PROBLEM STATEMENT ▸ From the line that contains "Target: crack in driveway" to the last line of the records below, retype each line exactly; leave out everything else.

EXTRACTED RECORDS ▸
== == ==
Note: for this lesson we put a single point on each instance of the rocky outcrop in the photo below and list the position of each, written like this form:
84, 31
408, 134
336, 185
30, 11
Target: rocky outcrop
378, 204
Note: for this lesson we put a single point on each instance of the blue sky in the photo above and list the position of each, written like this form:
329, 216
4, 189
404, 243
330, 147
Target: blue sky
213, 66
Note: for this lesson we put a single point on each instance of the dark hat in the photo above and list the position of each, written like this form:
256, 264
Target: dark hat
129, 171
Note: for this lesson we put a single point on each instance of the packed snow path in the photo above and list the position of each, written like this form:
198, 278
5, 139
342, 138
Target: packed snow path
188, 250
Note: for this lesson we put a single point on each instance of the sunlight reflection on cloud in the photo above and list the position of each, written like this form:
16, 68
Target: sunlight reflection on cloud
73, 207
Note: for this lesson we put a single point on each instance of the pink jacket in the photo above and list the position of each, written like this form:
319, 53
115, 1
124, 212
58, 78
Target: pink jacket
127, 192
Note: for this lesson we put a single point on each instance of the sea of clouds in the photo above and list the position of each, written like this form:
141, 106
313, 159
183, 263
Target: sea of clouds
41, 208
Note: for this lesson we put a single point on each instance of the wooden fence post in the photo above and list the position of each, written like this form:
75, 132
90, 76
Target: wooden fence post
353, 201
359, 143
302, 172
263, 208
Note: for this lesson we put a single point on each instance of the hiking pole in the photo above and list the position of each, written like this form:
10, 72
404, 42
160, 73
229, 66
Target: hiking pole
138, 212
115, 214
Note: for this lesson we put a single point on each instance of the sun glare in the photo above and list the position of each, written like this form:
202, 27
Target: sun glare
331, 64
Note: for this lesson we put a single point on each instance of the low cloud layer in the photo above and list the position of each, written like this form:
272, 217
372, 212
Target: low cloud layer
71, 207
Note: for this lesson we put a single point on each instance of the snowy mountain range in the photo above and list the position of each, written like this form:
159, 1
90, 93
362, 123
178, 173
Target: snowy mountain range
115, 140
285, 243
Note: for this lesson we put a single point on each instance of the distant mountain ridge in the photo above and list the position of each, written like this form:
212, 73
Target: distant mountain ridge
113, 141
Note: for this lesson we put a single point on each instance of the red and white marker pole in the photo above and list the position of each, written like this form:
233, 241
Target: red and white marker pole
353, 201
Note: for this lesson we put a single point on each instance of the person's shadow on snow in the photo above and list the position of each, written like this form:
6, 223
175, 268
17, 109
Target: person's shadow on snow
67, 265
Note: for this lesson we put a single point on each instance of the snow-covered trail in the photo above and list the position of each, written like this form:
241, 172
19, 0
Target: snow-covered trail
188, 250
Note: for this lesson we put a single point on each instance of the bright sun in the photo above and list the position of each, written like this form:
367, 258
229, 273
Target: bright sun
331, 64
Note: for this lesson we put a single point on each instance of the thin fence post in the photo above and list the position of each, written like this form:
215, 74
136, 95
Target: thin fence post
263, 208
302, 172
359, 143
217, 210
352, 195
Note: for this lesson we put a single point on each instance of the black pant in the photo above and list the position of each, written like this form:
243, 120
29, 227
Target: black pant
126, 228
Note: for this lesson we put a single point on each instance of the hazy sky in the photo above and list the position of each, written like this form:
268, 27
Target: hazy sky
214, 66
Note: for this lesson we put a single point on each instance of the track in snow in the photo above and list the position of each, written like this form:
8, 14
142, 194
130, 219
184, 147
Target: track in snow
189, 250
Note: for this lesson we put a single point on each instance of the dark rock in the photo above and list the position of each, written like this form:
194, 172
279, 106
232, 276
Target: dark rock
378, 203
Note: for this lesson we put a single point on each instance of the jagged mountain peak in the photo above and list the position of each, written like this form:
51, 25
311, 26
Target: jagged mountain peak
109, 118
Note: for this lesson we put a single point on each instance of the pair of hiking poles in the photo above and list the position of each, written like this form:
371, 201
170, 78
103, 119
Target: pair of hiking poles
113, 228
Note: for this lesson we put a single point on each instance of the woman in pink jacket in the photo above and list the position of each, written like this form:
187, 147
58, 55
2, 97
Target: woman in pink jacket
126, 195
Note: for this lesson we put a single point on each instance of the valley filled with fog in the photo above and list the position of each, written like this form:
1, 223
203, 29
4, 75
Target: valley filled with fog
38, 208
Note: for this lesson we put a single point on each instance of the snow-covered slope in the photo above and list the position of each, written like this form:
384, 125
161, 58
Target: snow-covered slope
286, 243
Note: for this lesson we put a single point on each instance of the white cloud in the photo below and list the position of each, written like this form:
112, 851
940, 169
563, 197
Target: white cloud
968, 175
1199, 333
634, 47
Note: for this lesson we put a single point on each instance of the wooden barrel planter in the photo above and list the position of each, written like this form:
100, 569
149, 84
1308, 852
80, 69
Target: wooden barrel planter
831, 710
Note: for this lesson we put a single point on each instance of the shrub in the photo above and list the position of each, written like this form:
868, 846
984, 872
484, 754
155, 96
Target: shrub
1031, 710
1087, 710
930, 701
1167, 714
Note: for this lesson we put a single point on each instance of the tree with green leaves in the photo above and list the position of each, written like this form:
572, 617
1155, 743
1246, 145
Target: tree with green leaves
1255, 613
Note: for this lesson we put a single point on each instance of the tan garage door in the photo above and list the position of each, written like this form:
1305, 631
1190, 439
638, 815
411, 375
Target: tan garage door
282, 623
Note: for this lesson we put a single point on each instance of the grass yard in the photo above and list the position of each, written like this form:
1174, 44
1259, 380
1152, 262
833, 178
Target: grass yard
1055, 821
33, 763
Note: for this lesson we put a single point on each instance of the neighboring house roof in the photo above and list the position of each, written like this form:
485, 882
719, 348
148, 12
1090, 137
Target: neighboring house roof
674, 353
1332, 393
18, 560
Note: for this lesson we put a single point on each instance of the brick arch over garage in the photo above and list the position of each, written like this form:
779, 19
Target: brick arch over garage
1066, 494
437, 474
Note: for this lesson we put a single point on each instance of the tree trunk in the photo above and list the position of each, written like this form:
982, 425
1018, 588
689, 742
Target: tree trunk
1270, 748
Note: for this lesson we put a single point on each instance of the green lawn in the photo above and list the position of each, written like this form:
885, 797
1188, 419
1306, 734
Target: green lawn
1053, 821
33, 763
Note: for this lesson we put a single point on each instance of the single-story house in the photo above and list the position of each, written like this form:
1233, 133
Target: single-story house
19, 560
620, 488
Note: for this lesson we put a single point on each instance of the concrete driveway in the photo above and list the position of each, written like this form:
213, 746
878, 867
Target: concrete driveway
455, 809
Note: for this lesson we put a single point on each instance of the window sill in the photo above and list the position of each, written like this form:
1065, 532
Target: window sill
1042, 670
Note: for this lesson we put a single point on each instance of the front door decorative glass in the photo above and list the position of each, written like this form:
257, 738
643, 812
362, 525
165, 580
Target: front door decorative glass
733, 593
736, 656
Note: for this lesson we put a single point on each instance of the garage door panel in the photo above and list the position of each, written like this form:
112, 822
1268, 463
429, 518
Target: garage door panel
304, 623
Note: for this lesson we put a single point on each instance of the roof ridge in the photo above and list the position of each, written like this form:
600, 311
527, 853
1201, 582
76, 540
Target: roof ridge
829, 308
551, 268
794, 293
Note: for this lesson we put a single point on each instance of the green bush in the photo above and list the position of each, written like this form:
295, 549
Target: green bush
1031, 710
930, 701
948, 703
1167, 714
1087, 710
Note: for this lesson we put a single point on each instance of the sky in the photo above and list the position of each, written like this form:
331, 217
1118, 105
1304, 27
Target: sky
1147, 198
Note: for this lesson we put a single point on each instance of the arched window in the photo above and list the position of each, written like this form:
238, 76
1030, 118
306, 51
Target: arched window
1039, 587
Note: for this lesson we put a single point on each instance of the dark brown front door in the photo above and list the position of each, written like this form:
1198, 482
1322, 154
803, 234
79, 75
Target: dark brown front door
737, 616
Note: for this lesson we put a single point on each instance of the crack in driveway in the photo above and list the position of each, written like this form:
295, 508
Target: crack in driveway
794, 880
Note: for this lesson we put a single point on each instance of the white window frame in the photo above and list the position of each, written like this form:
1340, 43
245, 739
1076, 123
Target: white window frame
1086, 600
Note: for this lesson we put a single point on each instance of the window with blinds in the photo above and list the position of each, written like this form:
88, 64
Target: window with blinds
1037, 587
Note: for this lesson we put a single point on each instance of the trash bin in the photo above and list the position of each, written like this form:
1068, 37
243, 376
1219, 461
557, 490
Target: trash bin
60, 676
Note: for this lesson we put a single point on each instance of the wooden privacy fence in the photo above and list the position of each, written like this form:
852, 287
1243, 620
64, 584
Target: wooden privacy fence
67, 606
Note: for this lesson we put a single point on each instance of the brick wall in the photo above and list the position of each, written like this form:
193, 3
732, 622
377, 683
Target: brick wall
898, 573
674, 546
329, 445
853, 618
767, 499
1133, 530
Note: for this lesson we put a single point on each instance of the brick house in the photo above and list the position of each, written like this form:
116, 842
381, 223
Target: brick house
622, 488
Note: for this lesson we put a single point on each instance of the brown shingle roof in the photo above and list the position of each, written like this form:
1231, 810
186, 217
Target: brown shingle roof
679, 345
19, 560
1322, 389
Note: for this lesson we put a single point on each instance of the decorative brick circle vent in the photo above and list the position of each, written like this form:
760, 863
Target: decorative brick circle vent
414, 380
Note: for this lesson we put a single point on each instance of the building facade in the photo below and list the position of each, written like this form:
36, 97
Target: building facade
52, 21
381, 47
== == ==
TASK SOLUTION ▸
Target: crack in driveway
794, 880
Note: for this lesson we put a single point on each instance of the white window frame in the photo above and list the position of each, written like this form:
1340, 43
245, 739
1076, 123
Target: white window frame
1086, 600
Note: for this lesson we put a single point on each instance of the window with blinds in the photo above and list the position of each, written like this form:
88, 64
Target: window with blinds
1037, 587
Note: for this lesson we put a single point on each instance of the trash bin in the photo above and list the position of each, written like this form:
1068, 37
243, 376
1219, 461
557, 490
Target: trash bin
60, 676
Note: for this lesson we put a single point on each instance of the wooden privacy fence in the photo above and list the position of each, written like this form:
852, 287
1243, 620
64, 584
Target: wooden privacy fence
67, 606
Note: for this lesson we put a single point on each instance of the brick wall in the photo above and list the position of each, written like this form:
193, 3
732, 622
377, 683
Target: brick wall
898, 573
674, 546
329, 445
853, 618
767, 499
1133, 530
Note: for this lesson we put a single point on each instance of the brick house in the photo above and list the position of each, written like this form:
116, 842
381, 223
Target: brick house
622, 488
Note: for this lesson we put a single point on each instance of the brown shingle roof in the photo above and list the position of each, written like this form:
1231, 810
186, 217
Target: brown shingle roof
679, 345
19, 560
1322, 389
Note: for this lesson we put a single point on each instance of the decorative brick circle vent in the photo above and list the position of each, written like this form:
760, 863
Target: decorative brick circle vent
414, 380
Note: for this lesson we put a single point on each instance of the building facade in the photo below and list the position of each, written like this form:
36, 97
Target: building facade
52, 21
381, 47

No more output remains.